■ Exercise instructions
In the records below, switch "pin" to "marker" and reproduce every line otherwise unchanged, leaving the pictures out of your answer.

(Stored data)
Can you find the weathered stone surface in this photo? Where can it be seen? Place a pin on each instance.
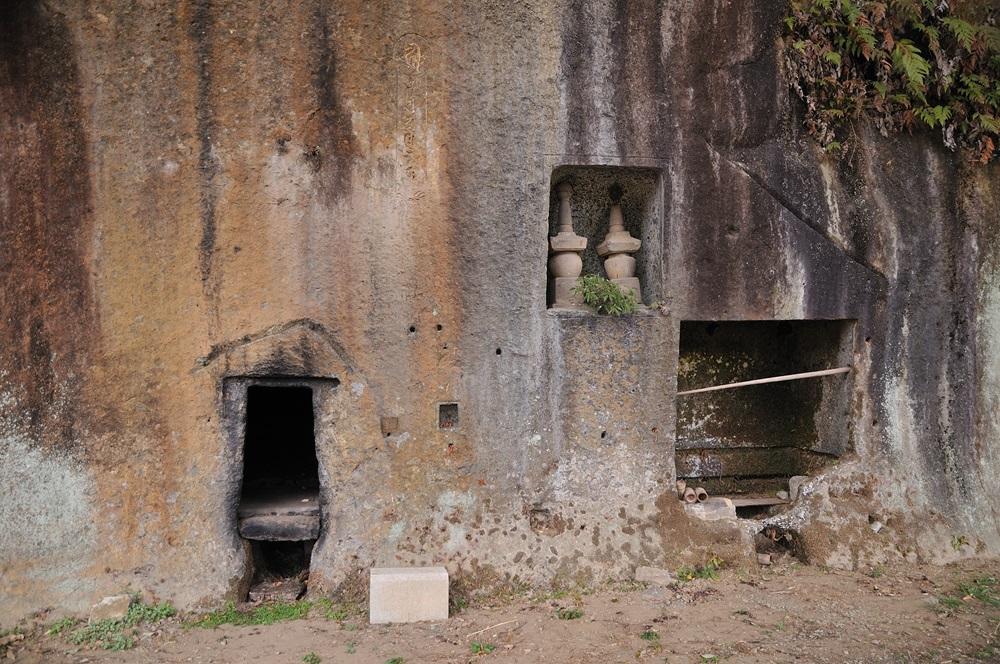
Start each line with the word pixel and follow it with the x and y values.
pixel 795 484
pixel 407 594
pixel 113 607
pixel 712 509
pixel 654 576
pixel 197 193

■ Result
Can you find the weathered stone surface in this photo? Where can it be seen? Place a marker on each instance.
Start each line with the word pixel and follow it with the x and y values.
pixel 795 484
pixel 407 594
pixel 113 607
pixel 712 509
pixel 654 576
pixel 197 193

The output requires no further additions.